Source extract
◆ ◆ ◆ ◆ ◆
Bane: ‘Over the Edge’
Season 3, episode 12
It’s hard to separate Bane from the “Knightfall” comics storyline, in which — in a panel that jumped straight into prominent Batman iconography — the villain breaks Batman’s back over his knee. Batman: The Animated Series never really tries to replicate it, presenting Bane at first in, well, “Bane” as Rupert Thorne’s latest hire. He returns in “Over the Edge,” in a dream sequence that sees him shedding his lucha libre attire and now sporting a leather-daddy gimp mask, an all-black outfit, and a spiked choker chain. He beats the hell out of Batman, which is all you can really ask for, honestly.
Firefly: ‘Torch Song’
Season 3, episode 10
Showing up in The New Batman Adventures, Firefly never really gets the chance to earn a spot among Batman: The Animated Series’ most notable antagonists. It doesn’t help that one of his episodes (“Legends of the Dark Knight”) sees him playing second fiddle to a group of children inventing their own representations of Batman. So we’re left with “Torch Song,” which portrays Firefly as the deranged fan of a pop star. Scorned in love, he turns to mass arson. All of the flames and explosions make for impressive visuals, and without a true masterpiece, we’ll take what we can get.
Achilles Milo: ‘Cat Scratch Fever’
Season 1, episode 36
A go-to scientist whenever a plot requires some unscrupulous medical work, professor Achilles Milo is in one decent episode, “Cat Scratch Fever,” and one excruciating one, “Moon of the Wolf.” So going with the former as his best episode isn’t a hard choice. Employed by, you guessed it, Roland Daggett to infect stray animals with a virus in order to then make money off the cure, Milo is a devious coward. Few characters exist just to get an eventual comeuppance from Batman, but Milo is one of them.
◆ ◆ ◆ ◆ ◆
Stored data
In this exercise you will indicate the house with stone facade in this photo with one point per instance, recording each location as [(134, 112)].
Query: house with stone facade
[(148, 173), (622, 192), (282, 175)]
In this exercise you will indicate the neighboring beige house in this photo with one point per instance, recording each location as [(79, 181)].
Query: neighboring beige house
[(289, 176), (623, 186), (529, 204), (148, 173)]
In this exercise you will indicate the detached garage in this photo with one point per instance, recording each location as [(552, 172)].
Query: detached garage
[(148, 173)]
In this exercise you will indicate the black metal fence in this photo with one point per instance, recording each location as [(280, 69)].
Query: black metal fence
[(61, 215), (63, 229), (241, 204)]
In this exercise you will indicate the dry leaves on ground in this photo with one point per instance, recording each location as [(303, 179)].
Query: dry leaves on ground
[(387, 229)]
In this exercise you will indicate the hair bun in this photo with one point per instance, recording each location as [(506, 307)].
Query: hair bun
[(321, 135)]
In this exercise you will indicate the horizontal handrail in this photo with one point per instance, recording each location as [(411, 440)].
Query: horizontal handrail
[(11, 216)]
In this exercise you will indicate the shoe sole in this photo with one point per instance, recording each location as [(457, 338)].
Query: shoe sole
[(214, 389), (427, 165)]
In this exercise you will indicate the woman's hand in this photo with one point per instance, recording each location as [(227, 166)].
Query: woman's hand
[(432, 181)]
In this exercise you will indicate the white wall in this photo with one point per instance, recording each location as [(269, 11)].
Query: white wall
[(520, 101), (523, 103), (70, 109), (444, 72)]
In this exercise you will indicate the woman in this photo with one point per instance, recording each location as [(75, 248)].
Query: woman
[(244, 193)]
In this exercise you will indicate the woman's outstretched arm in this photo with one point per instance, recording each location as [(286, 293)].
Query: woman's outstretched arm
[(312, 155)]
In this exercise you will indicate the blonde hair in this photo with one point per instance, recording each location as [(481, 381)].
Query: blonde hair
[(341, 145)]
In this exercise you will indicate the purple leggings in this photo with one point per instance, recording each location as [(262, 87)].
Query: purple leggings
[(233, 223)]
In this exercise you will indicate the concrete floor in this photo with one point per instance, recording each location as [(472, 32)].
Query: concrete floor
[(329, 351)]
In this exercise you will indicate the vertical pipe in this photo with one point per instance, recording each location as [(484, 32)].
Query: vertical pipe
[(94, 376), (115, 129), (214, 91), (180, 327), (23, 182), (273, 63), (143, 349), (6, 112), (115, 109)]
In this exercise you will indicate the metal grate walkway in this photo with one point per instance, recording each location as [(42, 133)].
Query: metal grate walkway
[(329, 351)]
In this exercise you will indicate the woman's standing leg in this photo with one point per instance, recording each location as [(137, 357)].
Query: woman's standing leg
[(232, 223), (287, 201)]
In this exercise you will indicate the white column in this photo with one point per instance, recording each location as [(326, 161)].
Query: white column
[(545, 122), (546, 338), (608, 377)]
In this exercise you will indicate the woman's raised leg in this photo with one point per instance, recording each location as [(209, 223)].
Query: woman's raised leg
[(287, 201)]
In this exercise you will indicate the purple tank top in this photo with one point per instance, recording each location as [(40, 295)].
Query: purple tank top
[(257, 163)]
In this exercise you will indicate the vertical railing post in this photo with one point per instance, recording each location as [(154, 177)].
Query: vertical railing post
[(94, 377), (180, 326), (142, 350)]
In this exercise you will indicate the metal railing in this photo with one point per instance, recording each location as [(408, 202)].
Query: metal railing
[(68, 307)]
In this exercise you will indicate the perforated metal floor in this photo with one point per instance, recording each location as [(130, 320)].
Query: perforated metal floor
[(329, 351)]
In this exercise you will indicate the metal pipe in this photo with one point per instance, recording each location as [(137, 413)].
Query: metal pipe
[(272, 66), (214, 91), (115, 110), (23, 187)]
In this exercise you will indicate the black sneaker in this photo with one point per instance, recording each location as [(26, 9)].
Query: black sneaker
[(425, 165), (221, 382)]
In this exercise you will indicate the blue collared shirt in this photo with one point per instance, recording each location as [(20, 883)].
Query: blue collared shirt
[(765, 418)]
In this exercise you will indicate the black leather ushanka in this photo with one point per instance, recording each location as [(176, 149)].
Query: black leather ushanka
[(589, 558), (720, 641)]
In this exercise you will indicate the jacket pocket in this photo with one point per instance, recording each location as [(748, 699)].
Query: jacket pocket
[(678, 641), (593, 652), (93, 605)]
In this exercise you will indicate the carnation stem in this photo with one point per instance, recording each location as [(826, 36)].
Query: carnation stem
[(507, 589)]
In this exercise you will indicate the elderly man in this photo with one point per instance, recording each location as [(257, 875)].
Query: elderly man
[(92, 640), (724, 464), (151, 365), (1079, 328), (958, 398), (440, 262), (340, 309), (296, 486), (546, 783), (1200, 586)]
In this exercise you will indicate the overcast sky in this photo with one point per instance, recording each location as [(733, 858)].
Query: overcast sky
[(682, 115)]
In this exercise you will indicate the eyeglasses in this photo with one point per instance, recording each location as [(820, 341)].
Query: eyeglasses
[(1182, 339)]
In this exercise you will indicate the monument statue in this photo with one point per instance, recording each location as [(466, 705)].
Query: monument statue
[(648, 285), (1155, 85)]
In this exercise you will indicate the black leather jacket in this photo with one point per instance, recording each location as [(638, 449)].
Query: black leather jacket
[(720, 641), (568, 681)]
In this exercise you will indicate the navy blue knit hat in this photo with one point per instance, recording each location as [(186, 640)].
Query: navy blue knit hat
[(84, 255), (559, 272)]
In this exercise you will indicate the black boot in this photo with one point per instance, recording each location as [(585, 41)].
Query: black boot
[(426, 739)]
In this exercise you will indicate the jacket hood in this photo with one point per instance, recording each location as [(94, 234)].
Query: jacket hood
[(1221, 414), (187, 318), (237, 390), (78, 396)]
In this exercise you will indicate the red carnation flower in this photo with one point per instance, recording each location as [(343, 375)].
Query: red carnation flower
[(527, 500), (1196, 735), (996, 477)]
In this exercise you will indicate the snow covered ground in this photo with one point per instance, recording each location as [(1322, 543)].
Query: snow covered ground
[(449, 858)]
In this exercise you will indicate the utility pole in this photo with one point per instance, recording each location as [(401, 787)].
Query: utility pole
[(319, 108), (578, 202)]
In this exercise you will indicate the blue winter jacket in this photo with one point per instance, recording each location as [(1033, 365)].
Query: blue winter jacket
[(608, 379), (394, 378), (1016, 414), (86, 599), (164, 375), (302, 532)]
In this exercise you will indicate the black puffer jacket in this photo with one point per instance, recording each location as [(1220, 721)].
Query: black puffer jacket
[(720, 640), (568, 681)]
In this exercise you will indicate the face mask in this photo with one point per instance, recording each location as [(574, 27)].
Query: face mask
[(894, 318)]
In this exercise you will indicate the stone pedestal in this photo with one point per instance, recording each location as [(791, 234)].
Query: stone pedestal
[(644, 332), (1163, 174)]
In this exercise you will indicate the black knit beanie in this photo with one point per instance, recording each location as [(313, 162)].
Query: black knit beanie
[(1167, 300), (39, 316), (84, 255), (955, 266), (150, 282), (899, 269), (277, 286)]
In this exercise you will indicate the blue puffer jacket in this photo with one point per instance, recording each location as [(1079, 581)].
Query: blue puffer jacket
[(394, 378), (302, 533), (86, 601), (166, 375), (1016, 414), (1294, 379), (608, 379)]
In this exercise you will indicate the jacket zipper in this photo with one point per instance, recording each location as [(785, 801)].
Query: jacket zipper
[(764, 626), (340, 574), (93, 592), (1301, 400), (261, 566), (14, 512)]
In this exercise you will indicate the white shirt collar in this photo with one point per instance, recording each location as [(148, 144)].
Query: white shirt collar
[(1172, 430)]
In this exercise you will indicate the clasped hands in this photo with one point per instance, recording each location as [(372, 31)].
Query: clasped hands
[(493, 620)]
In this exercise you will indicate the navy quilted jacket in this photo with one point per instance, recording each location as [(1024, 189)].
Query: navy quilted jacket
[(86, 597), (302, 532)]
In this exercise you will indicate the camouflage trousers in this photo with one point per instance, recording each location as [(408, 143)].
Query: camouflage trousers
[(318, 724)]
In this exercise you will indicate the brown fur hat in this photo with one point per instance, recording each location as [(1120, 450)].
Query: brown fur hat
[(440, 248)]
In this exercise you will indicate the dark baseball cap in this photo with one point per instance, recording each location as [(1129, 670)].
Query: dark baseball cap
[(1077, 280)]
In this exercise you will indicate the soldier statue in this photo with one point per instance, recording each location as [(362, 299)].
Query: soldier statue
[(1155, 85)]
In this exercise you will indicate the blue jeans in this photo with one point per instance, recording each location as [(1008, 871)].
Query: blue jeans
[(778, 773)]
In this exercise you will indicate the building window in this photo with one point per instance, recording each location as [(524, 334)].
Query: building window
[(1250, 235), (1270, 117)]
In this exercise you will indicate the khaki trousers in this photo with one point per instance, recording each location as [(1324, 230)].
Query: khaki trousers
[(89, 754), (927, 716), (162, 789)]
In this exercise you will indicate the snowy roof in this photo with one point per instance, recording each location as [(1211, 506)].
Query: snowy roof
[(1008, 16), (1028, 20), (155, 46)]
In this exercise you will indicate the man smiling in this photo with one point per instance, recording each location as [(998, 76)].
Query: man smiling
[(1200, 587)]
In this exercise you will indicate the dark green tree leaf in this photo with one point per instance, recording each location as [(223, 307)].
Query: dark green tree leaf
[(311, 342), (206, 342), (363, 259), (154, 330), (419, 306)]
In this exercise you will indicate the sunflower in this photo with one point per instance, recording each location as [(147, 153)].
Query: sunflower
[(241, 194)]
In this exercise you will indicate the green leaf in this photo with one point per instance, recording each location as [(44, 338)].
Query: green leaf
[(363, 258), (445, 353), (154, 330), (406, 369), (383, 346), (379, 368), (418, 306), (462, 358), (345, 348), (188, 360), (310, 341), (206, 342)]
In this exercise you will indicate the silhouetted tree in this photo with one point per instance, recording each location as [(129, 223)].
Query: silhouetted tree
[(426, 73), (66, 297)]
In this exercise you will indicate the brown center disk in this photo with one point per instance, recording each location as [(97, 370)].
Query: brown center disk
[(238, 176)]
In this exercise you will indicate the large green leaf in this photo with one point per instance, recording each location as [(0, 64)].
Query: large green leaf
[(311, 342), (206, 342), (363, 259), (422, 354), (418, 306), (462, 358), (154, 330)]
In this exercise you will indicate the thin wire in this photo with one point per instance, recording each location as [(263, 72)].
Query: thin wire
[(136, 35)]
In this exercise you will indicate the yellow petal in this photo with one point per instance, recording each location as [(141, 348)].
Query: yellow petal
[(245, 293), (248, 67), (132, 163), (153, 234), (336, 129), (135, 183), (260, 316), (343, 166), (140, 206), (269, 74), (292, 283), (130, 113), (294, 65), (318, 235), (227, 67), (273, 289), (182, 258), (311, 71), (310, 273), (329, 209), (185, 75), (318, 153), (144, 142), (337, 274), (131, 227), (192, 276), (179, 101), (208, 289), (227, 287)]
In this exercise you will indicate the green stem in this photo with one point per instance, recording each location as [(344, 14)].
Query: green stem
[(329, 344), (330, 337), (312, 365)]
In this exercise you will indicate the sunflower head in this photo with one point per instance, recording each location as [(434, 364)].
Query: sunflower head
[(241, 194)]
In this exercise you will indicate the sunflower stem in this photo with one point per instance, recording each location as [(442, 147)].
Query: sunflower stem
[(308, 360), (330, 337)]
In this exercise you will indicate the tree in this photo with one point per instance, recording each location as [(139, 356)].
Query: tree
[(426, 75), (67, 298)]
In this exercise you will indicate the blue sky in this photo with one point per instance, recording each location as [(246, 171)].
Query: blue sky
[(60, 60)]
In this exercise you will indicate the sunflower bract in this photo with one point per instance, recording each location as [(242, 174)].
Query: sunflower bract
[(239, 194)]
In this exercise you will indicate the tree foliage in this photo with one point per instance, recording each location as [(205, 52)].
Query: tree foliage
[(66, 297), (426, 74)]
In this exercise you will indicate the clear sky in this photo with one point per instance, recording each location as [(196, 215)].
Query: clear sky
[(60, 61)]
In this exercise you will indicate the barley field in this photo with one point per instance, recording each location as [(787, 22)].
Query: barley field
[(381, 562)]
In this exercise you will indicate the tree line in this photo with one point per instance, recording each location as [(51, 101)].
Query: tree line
◆ ◆ ◆ ◆ ◆
Work instructions
Reproduce the portion of the Batman villains text that begins with the words containing "Bane: ‘Over the" and ends with "ask for, honestly.". Rely only on the text for what comes next.

Reply to the task
Bane: ‘Over the Edge’
Season 3, episode 12
It’s hard to separate Bane from the “Knightfall” comics storyline, in which — in a panel that jumped straight into prominent Batman iconography — the villain breaks Batman’s back over his knee. Batman: The Animated Series never really tries to replicate it, presenting Bane at first in, well, “Bane” as Rupert Thorne’s latest hire. He returns in “Over the Edge,” in a dream sequence that sees him shedding his lucha libre attire and now sporting a leather-daddy gimp mask, an all-black outfit, and a spiked choker chain. He beats the hell out of Batman, which is all you can really ask for, honestly.